# [Tarefa a realizar]
No trecho sobre a paixão e o Superego, que nome Freud deu ao Superego?
── Trecho do documento ──
Francisco Daudt: Como um estado alterado da mente em que a pessoa pensa que está se relacionando com outra, mas – apesar de a outra realmente existir – a relação se dá com um ser ideal imaginado, com uma idealização do outro, uma espécie de “outro enfeitado” por todas as maravilhas que moram no nosso Superego.

Lembrando: Freud chamou o Superego de “O que está acima de mim” (“das Überich”). Esse software se construiu sobre uma base dos nossos programas inatos de sobrevivência: lá moram os nossos medos e tudo que nos ameaça; desde o escuro e as cobras até o abandono e o desamparo.

Mas também mora o “Ser ideal perfeito” que, desde esse pedestal, nos cobra permanentemente a estar à altura dele. O truque é: “seja perfeito e você estará imune às ameaças”, ou “as ameaças só existem porque você não é perfeito”.

Por isso é tão fácil para a humanidade imaginar um ser perfeito, todo-poderoso, onisciente, onipresente, completamente bom e justo, que até a morte vence. É o Superego externo, presente em todas as culturas: os deuses.

Esses deuses são o Salvador, o Redentor, aqueles que corrigirão todas as nossas misérias, nos protegerão de todos os nossos males. Basta... adorá-los em troca.

O que nos remete à paixão. Gosto muito de caricaturas, elas nos ajudam a entender coisas difíceis. Pois pego agora a paixão adolescente como caricatura de todas as paixões. Quando ela acontece, a pessoa é presa da agonia e do êxtase. Parece que todos os seus problemas acabaram, que você “chegou lá!” Não à toa, as musas dessa paixão são chamadas de “minha deusa”. “Ela é tudo para mim; eu serei tudo para ela”.
───
── Material fornecido ──
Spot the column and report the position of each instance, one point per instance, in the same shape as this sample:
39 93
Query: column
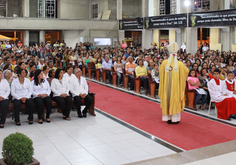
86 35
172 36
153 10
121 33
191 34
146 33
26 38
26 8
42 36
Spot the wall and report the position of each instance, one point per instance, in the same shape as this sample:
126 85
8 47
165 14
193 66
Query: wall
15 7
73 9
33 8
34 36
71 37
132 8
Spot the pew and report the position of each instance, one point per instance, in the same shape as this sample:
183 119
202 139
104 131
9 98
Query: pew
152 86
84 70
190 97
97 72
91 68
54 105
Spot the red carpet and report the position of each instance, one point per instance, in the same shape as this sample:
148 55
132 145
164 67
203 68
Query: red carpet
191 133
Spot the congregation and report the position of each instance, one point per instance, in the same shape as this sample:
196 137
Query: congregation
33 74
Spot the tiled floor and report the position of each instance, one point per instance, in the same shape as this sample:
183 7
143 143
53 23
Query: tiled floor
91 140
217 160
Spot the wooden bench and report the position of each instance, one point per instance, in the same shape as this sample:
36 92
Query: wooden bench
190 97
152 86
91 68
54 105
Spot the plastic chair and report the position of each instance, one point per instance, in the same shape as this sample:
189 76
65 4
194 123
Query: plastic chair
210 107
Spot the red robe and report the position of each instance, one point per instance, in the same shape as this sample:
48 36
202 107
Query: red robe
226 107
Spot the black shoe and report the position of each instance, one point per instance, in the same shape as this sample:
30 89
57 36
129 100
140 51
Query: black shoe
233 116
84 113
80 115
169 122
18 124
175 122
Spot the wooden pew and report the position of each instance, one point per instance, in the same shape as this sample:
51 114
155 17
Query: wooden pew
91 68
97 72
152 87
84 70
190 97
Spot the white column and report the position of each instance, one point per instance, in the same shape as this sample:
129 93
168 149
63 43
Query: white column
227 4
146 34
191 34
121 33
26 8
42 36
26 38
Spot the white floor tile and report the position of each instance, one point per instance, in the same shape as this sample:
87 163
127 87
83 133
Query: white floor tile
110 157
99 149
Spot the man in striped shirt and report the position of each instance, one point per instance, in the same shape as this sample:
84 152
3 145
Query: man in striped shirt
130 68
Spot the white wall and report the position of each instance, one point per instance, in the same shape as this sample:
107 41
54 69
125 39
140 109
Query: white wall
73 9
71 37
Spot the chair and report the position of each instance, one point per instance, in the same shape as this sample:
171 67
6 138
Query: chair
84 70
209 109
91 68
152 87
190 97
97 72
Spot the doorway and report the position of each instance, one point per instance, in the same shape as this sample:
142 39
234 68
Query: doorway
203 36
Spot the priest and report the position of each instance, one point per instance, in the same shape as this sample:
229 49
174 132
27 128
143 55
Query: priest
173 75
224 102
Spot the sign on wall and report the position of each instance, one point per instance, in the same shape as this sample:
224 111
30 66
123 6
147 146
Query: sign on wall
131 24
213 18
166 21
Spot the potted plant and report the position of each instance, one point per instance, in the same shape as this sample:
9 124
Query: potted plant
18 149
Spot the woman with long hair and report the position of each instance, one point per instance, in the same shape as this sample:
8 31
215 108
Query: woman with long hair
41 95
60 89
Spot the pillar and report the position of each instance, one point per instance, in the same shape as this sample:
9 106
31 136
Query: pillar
───
── Material fornecido ──
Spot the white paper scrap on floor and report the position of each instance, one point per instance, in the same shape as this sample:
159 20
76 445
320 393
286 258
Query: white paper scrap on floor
───
── Material fornecido ──
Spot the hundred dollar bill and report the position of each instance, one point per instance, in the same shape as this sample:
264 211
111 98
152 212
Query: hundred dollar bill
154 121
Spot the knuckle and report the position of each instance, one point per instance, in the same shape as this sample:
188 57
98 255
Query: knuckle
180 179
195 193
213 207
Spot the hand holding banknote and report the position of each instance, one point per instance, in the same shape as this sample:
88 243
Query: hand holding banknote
───
# [Resposta escrita]
“O que está acima de mim” (“das Überich”).